Work to be completed - Every line of the records below from the line with "Tag the red" up to and including the line with "Target: train headlight" must be reproduced exactly, and no line outside that range.

[Stored entries]
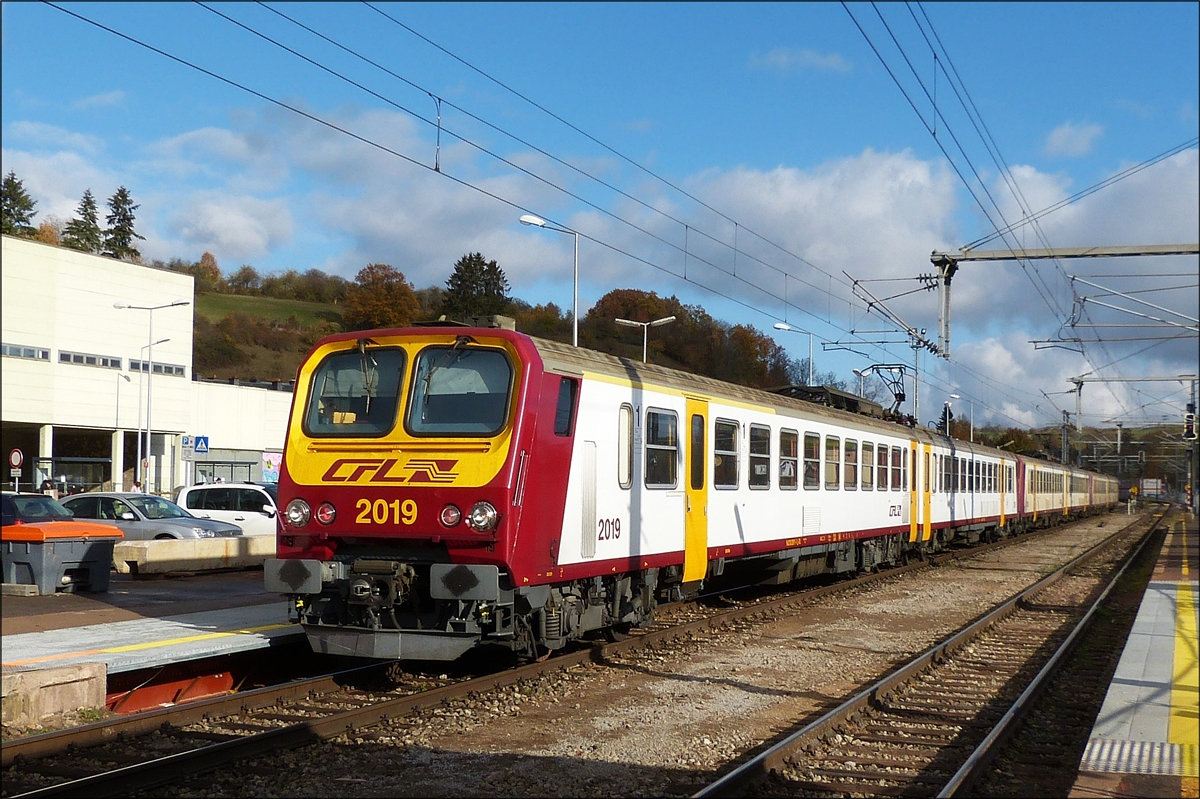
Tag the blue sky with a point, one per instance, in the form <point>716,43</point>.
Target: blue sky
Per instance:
<point>745,157</point>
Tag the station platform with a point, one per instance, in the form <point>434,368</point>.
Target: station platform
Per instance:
<point>143,624</point>
<point>1145,738</point>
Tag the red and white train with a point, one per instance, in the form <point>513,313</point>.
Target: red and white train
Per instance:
<point>450,487</point>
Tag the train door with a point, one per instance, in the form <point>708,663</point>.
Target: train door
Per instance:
<point>695,535</point>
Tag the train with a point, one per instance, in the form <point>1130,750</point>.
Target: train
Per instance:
<point>445,488</point>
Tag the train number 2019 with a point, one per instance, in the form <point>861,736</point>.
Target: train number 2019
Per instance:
<point>381,511</point>
<point>610,528</point>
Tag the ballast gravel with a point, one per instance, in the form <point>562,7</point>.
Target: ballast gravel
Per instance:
<point>664,721</point>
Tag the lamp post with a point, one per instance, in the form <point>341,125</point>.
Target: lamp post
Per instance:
<point>784,325</point>
<point>538,222</point>
<point>646,329</point>
<point>148,370</point>
<point>972,415</point>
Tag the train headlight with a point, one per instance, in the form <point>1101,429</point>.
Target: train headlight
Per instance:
<point>483,517</point>
<point>298,512</point>
<point>451,515</point>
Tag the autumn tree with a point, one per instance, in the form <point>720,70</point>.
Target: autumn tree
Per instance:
<point>475,288</point>
<point>83,232</point>
<point>120,235</point>
<point>381,296</point>
<point>17,208</point>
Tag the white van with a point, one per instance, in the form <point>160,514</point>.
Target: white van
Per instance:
<point>249,505</point>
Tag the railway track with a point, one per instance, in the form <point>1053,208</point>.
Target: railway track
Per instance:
<point>935,724</point>
<point>139,752</point>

Answer for this exercise -
Tag the red and white train with a point, one per instance, in the form <point>513,313</point>.
Target: red and white train
Per instance:
<point>450,487</point>
Tag the train door with a point, one per instance, in the form <point>708,663</point>.
Target: train door
Per instance:
<point>695,535</point>
Tag the train with a point, one per instance, in the form <point>1130,750</point>.
Target: train
Per instance:
<point>445,488</point>
Tag the train number 2019 with a point, one per instance, in the form <point>861,736</point>.
Target: train number 2019
Per instance:
<point>381,511</point>
<point>610,528</point>
Tag the ballast gravel with a point, one per instance, in the form <point>562,7</point>.
Target: ballast gravel
Per instance:
<point>664,721</point>
Tag the lamp post with a point, one per instance, in the form <point>341,125</point>.
Target: lamp post
Per instance:
<point>784,325</point>
<point>538,222</point>
<point>646,329</point>
<point>148,370</point>
<point>972,415</point>
Tag the train headlight with a point, one per instance, in the form <point>1101,429</point>.
Target: train headlight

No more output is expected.